— Begin —
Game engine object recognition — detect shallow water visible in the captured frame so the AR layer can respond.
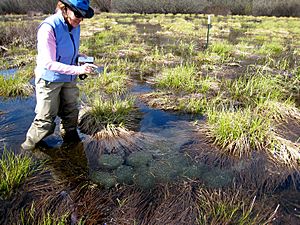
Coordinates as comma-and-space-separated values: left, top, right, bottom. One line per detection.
0, 73, 299, 224
0, 68, 18, 77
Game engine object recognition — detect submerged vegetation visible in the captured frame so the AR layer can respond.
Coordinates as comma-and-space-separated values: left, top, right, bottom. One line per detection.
0, 149, 36, 199
0, 13, 300, 224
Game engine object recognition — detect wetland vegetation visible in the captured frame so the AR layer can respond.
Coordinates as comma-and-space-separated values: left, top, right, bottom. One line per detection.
0, 13, 300, 225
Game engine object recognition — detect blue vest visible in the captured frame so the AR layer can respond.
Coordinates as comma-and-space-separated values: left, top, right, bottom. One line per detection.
36, 13, 80, 82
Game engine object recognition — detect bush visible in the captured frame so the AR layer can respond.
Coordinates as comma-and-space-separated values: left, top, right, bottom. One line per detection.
92, 0, 111, 12
0, 22, 39, 48
0, 0, 58, 14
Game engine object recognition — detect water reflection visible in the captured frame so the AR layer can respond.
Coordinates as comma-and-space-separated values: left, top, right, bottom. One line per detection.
0, 68, 18, 78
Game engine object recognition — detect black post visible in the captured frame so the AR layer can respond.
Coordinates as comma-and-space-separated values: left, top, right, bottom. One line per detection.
205, 15, 212, 49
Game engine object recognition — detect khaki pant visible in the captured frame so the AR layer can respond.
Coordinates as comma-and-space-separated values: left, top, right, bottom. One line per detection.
26, 79, 79, 143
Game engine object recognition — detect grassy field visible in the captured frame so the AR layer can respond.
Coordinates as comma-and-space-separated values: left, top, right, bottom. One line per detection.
0, 13, 300, 224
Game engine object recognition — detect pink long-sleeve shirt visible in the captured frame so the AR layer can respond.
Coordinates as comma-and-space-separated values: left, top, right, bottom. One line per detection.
36, 23, 80, 76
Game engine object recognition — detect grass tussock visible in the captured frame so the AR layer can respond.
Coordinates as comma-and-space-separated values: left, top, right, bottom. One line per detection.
0, 76, 33, 97
205, 108, 272, 157
0, 149, 34, 198
197, 188, 279, 224
79, 96, 134, 135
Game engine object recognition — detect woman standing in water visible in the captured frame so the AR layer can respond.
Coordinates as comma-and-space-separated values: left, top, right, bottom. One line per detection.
21, 0, 96, 150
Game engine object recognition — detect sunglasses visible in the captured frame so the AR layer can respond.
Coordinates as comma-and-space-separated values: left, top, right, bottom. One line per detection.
73, 11, 83, 18
67, 7, 83, 19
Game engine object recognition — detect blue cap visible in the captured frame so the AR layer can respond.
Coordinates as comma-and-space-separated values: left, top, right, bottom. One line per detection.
60, 0, 94, 18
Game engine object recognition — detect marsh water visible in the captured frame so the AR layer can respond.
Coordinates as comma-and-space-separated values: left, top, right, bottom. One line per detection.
0, 70, 300, 224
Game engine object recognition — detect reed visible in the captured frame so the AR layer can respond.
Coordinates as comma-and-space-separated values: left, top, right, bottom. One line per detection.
0, 148, 35, 199
204, 108, 273, 157
0, 76, 33, 97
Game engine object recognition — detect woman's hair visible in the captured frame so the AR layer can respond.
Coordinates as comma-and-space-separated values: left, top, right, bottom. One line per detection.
55, 1, 67, 16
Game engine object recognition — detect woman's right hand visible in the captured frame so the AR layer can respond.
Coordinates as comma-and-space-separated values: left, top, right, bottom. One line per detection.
— End —
*YOUR GOAL:* Render the entries from the line containing "Game engine object recognition — detect water" up to and including the line containing "0, 68, 18, 78" as a two-column CSV with the columns request and answer. Use one row per entry, put each value in a single quoted field, and replace line breaks with spaces.

*TASK RESULT:*
request,answer
"Game engine object recognition — detect water reflection visible in the captured frame so the AR layer can respond. Coordinates as comma-and-space-separated values: left, top, right, bottom. One line per detection.","0, 68, 18, 78"